--- PASSAGE Enclosed Below ---

I was putting Kelly to bed the other night, and we were looking in on the remaining 2 hamsters, Kashi and Cheerio, making sure they had water and extra treats, when I noticed that Cheerio was trailing something behind her.
A long... red... string.
Say WHAT?
Now, Cheerio is our brain damaged Roborovski Hamster. She's had what we thought was a nervous tic since we got her, which has caused her to only turn left. As she's gotten older her head-twitch has gotten more pronounced, and her barrel-racing ways have gotten more obvious, and a little more frenetic. If she's not actively turning left, she's twitching her head like Justin Bieber adjusting his bangs.
My first thought was that she'd run into something, and had repeatedly run into it because of her disability, causing a wound. But I would have thought that the wound would be closer to her head, and this seemed to be originating from somewhere in her hind quarters.
Sure enough, when I was able to corner her, and pick her up (good grief, those girls are fast!), I could see that all her left-turning (seriously, we should have called her Nascar. "Just turn left! Just keep turning left!"), and her ramped up speed recently, was causing her to pivot on her left rear foot, and somehow all that pivoting had caused her to spin some of her bedding into a strong string that had managed to form a tourniquet around that pivot foot. The blood was bright red, so I knew it was fresh, but I really didn't know if it had already cut off circulation to the foot, or if it had twisted enough to actually cut the foot off, period. My stomach was churning as I looked at the thread around her foot, and the sticky blood on the thread. How was I going to get that off her foot?

--- End of Enclosed PASSAGE ---

* **SET OF TASKS**
**a.** In the hamster story, copy everything from "Now, Cheerio is" down to "her hind quarters.", substituting "injury" for "wound".
**b.** Condense the hamster story's paragraph beginning "Now, Cheerio is our brain damaged" into a shorter version that keeps its main facts.
You won't need the lines to complete this work.

--- COLLECTED MATERIAL Enclosed Below ---

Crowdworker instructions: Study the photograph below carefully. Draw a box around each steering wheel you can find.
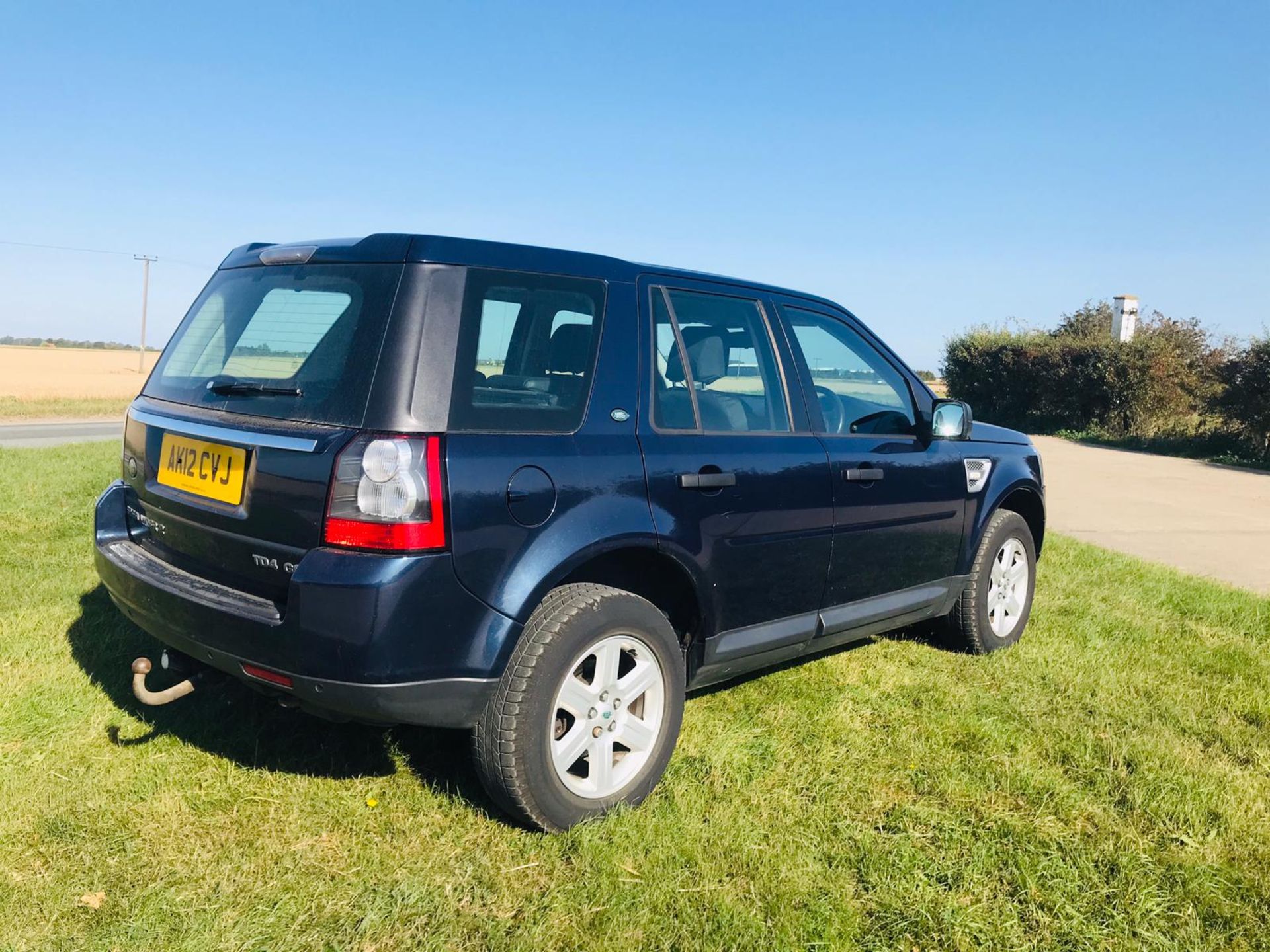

--- End of Enclosed COLLECTED MATERIAL ---

* **YOUR RESPONSES**
**a.**
Now, Cheerio is our brain damaged Roborovski Hamster. She's had what we thought was a nervous tic since we got her, which has caused her to only turn left. As she's gotten older her head-twitch has gotten more pronounced, and her barrel-racing ways have gotten more obvious, and a little more frenetic. If she's not actively turning left, she's twitching her head like Justin Bieber adjusting his bangs.
My first thought was that she'd run into something, and had repeatedly run into it because of her disability, causing a injury. But I would have thought that the injury would be closer to her head, and this seemed to be originating from somewhere in her hind quarters.

**b.** Cheerio, the family's brain-damaged Roborovski Hamster, has had what seemed to be a nervous tic ever since they got her, and it makes her turn only left. With age, her head twitch has become more pronounced and her circling more obvious and frenetic. Whenever she isn't turning left, she is twitching her head.